**Work to complete:**
Rewrite the part that opens with the line containing "Each <instance> block may" and closes with the line containing "89L463 67L449 63L437", putting "coarse mask" wherever "rough mask" appears and leaving everything else unchanged. Return only that part.

**Data shown:**
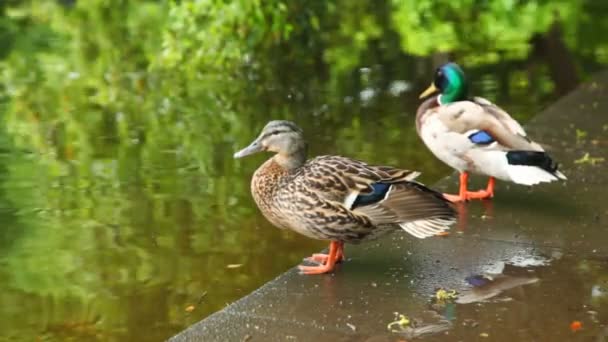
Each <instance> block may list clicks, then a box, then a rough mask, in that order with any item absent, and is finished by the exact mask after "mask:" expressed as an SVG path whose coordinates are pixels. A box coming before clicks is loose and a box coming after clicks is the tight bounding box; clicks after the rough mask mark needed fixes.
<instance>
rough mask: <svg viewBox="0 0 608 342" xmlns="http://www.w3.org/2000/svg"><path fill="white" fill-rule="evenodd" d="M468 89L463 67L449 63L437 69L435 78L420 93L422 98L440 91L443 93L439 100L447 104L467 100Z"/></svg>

==

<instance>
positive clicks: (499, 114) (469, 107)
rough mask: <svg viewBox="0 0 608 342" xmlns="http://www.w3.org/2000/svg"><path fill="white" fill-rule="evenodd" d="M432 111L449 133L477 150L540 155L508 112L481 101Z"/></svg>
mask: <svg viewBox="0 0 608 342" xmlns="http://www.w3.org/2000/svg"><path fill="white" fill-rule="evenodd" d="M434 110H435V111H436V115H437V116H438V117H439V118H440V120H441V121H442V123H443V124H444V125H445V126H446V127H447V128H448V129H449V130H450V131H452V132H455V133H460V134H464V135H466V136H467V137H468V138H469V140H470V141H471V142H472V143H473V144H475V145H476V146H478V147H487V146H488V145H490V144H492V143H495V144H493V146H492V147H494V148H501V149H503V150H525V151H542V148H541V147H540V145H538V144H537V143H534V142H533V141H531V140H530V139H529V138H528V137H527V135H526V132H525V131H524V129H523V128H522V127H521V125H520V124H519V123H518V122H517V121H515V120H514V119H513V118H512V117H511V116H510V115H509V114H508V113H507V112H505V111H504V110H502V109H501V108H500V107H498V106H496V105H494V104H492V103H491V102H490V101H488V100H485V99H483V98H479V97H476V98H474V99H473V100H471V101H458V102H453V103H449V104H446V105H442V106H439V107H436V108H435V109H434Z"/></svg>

==

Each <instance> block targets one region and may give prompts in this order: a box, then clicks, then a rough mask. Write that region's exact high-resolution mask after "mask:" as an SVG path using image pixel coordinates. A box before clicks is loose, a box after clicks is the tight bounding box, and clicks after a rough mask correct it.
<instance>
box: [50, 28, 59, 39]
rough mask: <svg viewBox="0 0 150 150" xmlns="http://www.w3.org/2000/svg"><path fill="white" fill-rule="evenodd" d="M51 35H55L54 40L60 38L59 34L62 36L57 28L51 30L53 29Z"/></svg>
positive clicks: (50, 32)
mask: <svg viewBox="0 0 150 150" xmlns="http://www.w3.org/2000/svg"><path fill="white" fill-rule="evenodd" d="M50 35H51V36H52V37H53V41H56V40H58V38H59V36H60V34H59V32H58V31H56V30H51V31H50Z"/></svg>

**Answer box:**
Each <instance> block may list clicks, then a box, then a coarse mask, in that order with any item absent, and is finished by the exact mask after "mask:" expressed as an SVG path whose coordinates are pixels. A box coming before clicks is loose and a box coming after clicks is the tight bounding box; clicks after the coarse mask mark needed fixes.
<instance>
coarse mask: <svg viewBox="0 0 608 342" xmlns="http://www.w3.org/2000/svg"><path fill="white" fill-rule="evenodd" d="M468 89L463 67L449 63L437 69L435 78L420 93L422 98L440 91L443 93L439 100L447 104L467 100Z"/></svg>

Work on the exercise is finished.